> _TASK GOAL_: Starting at the beginning of the items and ending with the line that contains "<point>330,73</point>", output each line as a string in a JSON list, dropping blank lines. Leave the pictures out.

> _DATA FOR THE TASK_:
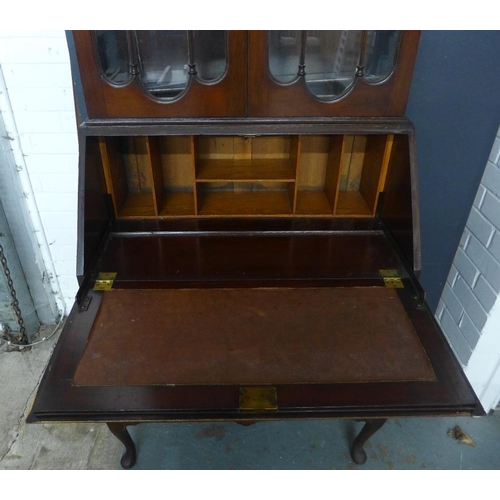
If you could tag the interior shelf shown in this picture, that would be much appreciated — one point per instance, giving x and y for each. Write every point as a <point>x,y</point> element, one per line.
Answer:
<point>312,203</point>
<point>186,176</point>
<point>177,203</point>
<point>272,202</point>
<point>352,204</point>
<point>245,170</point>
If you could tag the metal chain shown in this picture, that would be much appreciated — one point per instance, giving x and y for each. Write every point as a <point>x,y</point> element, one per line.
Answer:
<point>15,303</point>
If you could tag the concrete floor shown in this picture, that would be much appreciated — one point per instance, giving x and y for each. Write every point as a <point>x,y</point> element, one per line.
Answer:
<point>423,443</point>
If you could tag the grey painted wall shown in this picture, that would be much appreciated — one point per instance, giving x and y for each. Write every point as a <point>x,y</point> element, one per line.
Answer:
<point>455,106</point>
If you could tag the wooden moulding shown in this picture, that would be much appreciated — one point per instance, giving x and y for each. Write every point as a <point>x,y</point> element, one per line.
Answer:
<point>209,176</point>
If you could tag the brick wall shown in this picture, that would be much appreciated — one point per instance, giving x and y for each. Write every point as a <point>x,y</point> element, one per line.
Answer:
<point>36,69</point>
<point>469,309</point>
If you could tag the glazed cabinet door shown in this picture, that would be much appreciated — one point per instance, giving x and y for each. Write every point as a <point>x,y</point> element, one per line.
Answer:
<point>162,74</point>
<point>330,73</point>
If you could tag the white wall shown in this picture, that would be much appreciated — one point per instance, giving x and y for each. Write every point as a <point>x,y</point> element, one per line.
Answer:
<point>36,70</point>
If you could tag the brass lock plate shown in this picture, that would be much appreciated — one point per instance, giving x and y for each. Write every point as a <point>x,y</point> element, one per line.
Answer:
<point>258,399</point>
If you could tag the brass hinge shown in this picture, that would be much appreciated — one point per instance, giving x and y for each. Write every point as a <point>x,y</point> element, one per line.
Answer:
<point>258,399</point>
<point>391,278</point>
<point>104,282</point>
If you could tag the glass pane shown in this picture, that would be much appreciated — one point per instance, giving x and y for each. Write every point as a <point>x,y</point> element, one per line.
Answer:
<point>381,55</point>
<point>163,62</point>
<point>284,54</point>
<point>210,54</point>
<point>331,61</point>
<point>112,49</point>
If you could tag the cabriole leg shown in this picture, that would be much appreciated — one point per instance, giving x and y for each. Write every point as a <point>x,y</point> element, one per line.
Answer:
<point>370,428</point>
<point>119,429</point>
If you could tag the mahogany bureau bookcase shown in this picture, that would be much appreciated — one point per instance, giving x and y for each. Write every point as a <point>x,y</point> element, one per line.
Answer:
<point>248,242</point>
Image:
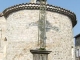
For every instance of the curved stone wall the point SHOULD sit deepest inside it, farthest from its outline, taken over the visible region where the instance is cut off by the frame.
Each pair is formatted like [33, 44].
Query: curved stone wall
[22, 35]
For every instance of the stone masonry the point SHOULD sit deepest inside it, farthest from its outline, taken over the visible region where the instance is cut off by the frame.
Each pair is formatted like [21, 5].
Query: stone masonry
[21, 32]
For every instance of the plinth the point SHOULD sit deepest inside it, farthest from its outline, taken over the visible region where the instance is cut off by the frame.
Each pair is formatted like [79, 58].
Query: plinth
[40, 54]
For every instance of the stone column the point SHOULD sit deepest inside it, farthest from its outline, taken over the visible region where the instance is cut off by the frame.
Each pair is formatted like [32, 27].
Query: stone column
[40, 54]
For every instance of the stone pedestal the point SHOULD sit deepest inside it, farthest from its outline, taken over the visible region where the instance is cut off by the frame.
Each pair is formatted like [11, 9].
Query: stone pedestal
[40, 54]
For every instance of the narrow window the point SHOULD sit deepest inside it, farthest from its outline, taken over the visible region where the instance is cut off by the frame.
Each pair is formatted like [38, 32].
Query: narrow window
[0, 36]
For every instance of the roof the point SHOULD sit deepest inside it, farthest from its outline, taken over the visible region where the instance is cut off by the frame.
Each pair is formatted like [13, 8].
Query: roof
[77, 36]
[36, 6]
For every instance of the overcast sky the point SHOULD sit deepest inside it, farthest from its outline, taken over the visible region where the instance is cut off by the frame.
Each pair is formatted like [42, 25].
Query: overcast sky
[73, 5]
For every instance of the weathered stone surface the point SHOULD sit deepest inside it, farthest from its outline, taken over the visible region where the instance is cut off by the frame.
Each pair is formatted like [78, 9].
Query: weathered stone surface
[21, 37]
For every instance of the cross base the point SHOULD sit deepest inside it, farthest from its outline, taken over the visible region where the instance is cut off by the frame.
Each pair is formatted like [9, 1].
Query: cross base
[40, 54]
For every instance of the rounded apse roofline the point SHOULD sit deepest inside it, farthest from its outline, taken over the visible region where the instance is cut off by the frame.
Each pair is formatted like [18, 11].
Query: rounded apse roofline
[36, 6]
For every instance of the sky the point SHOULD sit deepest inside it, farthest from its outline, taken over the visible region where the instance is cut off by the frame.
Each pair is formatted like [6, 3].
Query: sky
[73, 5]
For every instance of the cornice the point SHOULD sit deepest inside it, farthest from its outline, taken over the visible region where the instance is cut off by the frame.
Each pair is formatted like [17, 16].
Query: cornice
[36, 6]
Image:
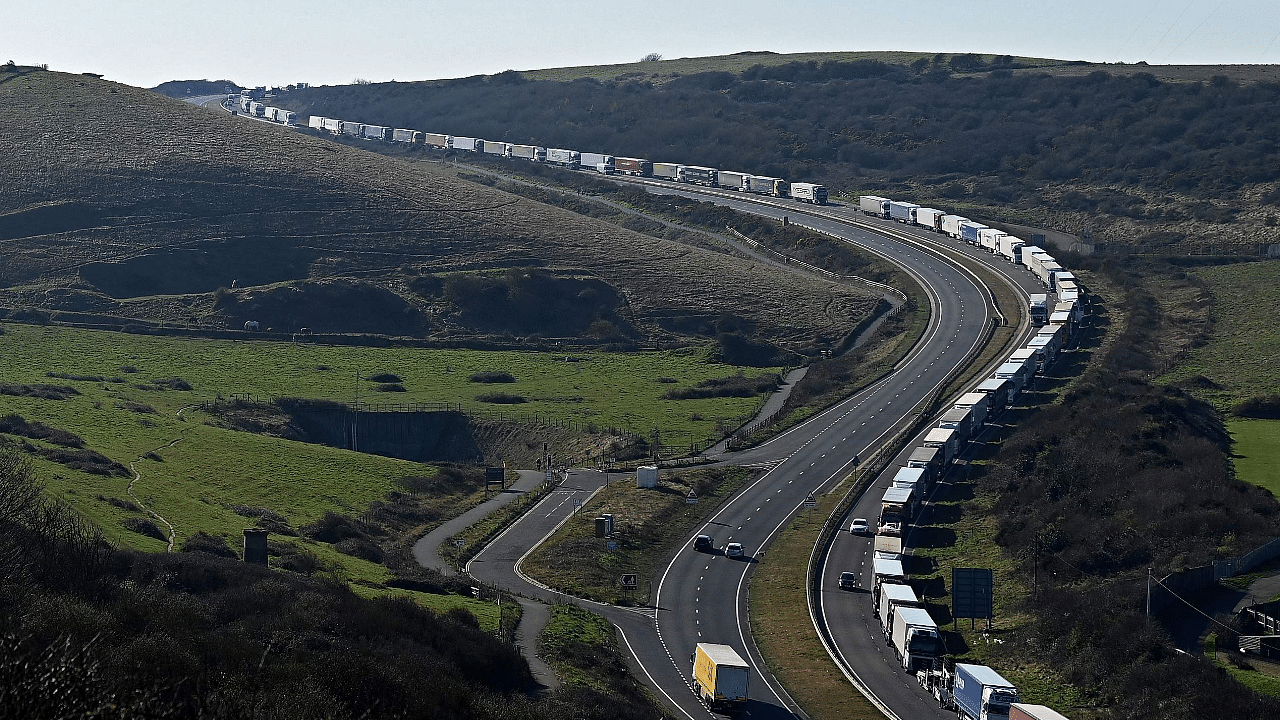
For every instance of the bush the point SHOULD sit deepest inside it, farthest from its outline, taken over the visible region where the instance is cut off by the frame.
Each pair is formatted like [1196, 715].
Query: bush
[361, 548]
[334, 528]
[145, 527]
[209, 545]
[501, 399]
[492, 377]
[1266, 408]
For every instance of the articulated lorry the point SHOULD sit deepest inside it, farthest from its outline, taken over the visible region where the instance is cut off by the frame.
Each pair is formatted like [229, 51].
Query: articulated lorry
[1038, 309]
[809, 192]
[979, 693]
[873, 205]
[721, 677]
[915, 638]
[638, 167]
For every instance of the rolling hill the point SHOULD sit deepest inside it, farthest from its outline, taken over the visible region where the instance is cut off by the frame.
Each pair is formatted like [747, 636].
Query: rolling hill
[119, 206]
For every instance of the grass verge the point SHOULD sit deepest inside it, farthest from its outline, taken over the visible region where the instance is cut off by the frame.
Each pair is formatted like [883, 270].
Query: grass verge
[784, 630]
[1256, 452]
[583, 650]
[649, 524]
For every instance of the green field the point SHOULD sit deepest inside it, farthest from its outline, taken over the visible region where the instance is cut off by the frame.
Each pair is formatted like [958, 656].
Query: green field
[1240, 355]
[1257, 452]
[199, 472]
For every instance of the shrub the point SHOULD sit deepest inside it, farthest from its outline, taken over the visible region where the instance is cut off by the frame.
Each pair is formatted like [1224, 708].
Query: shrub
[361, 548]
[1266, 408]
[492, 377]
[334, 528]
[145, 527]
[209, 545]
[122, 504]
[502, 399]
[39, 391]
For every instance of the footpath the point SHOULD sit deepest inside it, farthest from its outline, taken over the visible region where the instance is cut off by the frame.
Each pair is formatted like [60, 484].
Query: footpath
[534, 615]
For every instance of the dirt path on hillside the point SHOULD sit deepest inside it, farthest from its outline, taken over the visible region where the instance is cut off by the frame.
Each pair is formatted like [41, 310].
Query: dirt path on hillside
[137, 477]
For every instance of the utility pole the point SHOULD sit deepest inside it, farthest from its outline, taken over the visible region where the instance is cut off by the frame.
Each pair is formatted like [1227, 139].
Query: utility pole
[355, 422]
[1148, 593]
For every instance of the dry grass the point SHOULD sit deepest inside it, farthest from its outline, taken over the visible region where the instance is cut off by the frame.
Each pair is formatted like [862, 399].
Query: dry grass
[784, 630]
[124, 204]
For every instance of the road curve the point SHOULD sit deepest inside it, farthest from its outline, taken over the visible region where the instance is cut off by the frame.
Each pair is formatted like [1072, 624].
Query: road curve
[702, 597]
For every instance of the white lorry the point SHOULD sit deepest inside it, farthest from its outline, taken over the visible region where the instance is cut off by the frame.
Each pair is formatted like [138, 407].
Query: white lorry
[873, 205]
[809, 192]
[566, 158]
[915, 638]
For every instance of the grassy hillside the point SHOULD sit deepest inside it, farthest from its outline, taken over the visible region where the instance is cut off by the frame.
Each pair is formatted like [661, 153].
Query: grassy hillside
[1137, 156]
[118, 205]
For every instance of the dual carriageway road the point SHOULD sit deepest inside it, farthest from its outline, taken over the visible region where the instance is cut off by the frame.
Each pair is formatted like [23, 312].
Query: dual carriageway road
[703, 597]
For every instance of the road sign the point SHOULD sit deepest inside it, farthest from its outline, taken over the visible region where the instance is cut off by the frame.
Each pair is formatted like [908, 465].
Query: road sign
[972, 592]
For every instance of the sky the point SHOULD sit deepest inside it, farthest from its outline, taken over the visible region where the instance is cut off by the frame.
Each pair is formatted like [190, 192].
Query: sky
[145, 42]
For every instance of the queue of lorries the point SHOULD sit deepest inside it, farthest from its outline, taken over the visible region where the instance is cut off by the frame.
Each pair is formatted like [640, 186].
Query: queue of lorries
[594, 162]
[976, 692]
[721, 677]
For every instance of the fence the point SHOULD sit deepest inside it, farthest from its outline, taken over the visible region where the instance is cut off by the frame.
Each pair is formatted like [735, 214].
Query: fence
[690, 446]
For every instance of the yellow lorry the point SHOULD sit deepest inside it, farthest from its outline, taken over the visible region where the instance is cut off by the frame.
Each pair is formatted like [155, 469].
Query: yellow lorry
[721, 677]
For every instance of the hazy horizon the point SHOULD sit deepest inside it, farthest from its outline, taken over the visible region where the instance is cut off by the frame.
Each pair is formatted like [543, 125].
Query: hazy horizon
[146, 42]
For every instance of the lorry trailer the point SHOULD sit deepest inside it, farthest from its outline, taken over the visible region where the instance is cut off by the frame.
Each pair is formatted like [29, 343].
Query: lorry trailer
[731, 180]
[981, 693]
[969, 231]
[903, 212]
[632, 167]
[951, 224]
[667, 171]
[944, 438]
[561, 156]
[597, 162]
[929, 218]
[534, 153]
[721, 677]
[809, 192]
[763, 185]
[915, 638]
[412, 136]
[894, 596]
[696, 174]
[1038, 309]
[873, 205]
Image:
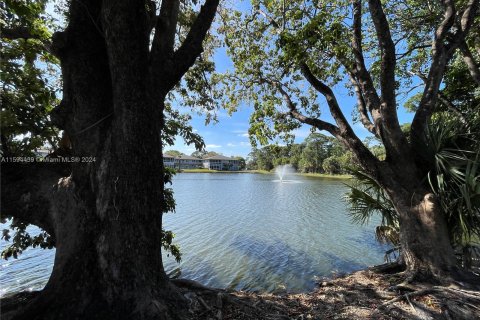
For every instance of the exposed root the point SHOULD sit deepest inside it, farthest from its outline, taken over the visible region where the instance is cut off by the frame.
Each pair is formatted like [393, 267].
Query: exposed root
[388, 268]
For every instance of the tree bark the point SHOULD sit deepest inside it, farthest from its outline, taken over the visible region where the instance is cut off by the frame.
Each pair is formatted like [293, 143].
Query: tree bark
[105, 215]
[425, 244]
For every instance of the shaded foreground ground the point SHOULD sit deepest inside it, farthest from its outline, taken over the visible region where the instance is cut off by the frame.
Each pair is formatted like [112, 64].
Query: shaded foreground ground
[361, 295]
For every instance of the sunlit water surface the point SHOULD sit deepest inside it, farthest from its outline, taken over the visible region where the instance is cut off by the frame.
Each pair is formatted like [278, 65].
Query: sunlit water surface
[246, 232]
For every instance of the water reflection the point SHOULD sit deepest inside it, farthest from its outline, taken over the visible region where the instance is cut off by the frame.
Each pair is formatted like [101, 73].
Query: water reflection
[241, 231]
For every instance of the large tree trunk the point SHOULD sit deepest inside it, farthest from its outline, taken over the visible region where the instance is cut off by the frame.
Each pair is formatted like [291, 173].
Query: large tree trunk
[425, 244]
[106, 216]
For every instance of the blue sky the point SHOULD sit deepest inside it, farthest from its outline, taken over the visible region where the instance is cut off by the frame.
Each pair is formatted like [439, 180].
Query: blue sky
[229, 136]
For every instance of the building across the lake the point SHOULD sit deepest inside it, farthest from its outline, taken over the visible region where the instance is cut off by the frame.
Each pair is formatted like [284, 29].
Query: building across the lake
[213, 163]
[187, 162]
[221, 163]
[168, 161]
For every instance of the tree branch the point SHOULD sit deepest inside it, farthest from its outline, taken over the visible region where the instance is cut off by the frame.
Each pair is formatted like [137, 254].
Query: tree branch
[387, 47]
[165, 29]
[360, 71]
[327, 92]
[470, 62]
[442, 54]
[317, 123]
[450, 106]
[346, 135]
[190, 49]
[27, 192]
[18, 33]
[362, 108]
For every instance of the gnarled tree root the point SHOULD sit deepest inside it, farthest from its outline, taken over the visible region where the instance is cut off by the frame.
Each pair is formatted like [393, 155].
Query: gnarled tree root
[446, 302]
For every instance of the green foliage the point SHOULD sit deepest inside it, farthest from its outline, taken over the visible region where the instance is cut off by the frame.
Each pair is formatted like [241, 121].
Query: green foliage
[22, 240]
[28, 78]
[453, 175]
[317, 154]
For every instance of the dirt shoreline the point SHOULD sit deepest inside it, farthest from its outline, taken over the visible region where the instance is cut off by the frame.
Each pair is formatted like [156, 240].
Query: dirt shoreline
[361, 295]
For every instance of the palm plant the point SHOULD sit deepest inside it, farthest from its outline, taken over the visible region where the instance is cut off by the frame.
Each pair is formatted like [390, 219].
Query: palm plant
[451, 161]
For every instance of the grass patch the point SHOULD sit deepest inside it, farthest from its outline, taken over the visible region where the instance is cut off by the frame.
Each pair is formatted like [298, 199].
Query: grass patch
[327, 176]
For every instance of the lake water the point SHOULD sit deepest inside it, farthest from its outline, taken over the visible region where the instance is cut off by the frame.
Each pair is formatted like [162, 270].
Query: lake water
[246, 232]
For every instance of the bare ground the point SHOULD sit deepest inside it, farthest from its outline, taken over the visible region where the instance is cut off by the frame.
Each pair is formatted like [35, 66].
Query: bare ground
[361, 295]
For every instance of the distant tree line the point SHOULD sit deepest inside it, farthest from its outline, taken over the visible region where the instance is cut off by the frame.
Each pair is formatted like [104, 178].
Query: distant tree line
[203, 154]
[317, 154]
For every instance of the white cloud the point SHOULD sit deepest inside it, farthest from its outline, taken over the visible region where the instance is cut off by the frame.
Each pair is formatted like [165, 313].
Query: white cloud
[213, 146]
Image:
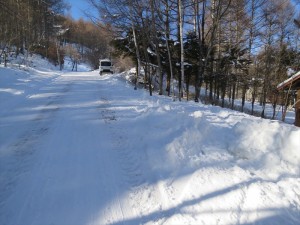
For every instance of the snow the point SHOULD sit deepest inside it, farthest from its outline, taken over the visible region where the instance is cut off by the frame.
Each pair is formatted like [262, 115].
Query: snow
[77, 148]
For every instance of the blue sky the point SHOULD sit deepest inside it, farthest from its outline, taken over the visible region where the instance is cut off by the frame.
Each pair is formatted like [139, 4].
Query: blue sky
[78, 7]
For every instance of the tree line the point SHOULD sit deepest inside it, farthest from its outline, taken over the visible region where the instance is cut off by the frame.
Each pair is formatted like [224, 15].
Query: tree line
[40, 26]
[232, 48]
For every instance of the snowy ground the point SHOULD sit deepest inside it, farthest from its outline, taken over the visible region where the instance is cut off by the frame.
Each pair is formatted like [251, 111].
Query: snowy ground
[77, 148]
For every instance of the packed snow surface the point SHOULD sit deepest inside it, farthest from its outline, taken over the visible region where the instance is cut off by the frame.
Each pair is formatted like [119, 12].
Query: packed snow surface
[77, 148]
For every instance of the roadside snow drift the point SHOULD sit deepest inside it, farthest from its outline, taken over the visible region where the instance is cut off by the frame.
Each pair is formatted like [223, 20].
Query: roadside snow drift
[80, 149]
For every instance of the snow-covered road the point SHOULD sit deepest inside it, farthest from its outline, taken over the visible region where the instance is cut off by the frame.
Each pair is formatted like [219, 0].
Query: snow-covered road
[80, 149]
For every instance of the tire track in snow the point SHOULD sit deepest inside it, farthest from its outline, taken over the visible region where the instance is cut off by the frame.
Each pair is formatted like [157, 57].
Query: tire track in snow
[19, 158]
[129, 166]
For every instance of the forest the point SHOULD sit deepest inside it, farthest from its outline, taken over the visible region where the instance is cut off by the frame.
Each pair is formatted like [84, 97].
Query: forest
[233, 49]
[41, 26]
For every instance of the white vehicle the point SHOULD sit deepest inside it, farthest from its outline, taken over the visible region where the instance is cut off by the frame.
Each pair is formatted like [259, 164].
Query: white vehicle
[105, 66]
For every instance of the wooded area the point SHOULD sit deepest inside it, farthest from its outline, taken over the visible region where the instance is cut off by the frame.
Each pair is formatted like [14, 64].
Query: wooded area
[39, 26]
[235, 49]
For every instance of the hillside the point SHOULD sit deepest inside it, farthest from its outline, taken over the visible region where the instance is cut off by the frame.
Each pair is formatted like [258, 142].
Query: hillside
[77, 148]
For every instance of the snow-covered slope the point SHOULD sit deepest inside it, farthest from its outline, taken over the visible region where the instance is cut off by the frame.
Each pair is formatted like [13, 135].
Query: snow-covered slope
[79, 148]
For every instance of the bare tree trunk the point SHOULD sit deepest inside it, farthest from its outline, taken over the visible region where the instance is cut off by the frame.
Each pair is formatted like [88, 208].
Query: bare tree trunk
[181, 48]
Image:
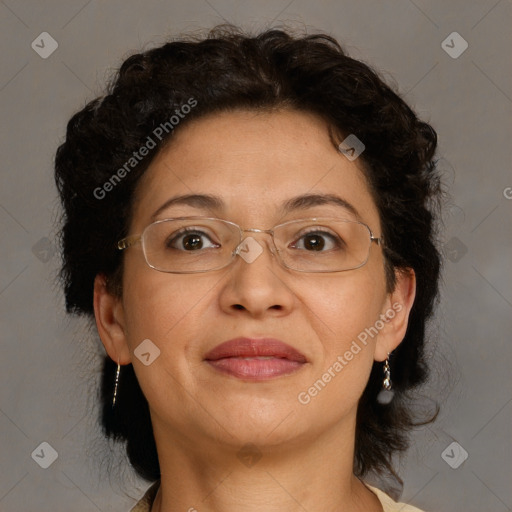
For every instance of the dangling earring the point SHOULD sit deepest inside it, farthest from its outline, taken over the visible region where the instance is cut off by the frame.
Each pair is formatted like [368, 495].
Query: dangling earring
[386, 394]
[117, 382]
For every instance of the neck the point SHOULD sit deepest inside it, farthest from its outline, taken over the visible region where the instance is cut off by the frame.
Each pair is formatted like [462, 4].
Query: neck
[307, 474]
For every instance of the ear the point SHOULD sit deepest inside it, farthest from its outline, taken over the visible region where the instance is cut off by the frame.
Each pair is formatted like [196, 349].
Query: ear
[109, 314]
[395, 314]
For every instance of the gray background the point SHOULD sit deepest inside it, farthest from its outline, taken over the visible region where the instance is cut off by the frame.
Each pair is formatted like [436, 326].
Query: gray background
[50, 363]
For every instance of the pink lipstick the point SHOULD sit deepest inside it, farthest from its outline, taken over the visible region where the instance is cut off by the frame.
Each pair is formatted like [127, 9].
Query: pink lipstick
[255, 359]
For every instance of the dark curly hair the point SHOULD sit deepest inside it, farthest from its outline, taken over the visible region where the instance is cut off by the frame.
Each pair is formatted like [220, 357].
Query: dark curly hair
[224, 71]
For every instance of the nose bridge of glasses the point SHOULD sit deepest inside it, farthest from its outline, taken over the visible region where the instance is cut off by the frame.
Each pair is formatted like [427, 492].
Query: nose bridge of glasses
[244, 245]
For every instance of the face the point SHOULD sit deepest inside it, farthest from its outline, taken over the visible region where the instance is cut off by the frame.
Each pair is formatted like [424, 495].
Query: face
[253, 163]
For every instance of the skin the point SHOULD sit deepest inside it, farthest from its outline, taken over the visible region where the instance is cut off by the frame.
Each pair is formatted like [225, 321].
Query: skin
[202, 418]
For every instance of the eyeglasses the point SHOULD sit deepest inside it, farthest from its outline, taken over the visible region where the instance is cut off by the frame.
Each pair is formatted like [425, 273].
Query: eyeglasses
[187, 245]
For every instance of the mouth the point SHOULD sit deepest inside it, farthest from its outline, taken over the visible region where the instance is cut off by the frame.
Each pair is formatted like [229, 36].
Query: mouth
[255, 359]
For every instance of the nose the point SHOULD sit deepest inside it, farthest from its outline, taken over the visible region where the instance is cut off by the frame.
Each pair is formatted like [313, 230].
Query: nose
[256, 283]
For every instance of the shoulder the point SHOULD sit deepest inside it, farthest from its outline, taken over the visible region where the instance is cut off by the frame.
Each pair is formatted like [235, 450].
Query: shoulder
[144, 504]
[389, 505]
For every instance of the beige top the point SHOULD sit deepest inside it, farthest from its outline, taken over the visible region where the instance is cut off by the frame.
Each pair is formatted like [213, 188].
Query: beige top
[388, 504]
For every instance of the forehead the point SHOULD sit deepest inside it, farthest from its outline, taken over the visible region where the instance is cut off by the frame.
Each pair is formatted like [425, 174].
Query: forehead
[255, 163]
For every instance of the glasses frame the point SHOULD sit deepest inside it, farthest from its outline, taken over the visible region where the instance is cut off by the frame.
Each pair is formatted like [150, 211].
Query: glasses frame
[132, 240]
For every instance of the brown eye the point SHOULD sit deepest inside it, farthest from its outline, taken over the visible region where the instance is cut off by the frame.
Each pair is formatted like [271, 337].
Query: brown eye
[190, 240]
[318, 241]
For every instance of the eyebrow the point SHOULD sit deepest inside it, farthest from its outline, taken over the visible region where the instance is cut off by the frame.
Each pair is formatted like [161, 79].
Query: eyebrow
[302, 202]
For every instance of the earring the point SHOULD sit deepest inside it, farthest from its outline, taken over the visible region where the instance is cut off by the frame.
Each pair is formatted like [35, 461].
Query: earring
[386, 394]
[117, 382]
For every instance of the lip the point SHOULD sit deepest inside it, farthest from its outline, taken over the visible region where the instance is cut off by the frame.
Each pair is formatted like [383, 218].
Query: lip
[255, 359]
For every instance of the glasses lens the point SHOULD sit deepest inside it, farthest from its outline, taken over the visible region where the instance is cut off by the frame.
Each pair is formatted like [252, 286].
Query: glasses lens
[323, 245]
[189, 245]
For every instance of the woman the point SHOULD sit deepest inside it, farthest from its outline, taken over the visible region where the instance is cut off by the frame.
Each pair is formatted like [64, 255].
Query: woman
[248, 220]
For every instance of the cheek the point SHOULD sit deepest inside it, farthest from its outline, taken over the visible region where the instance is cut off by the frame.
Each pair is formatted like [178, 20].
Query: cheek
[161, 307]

> _ANSWER TO THIS TASK_:
[
  "If you could tag the interior shelf shown in this picture, that would be much appreciated — one point per instance, giving x and y for each. Write every point as a <point>x,y</point> element, one per line.",
  "Answer:",
  "<point>312,203</point>",
  "<point>186,176</point>",
  "<point>177,203</point>",
  "<point>272,202</point>",
  "<point>352,204</point>",
  "<point>245,170</point>",
  "If you could tag the metal chain shown in this picture, that would be much appreciated — one point per instance, giving x and y for each. Write every point as a <point>x,y</point> element, one per line.",
  "Answer:",
  "<point>15,303</point>",
  "If you could tag the concrete floor shown in this picture, that would be much appreciated — one point per instance, giving x and y for each. Write every point as a <point>x,y</point> element, one per line.",
  "Answer:",
  "<point>423,443</point>",
  "If you could tag the grey painted wall shown in this picture, that would be much appreciated — one point per instance, giving x and y for each. Write every point as a <point>x,y</point> element, one per line.",
  "Answer:",
  "<point>455,106</point>",
  "If you could tag the wooden moulding shown in this picture, that would be much appreciated — one point per instance, giving x and y for each. Write every point as a <point>x,y</point> element, one per line.",
  "Answer:",
  "<point>209,176</point>",
  "If you could tag the brick wall shown in this picture, that would be much appreciated — one point per instance, giving x and y for each. Write every point as a <point>x,y</point> element, one per line.",
  "Answer:",
  "<point>36,69</point>",
  "<point>469,309</point>",
  "If you could tag the glazed cabinet door shown in this picture, that would be much appreciated — one point per instance, giving x and y for each. Write every point as a <point>x,y</point> element, one per line.",
  "Answer:",
  "<point>162,74</point>",
  "<point>330,73</point>"
]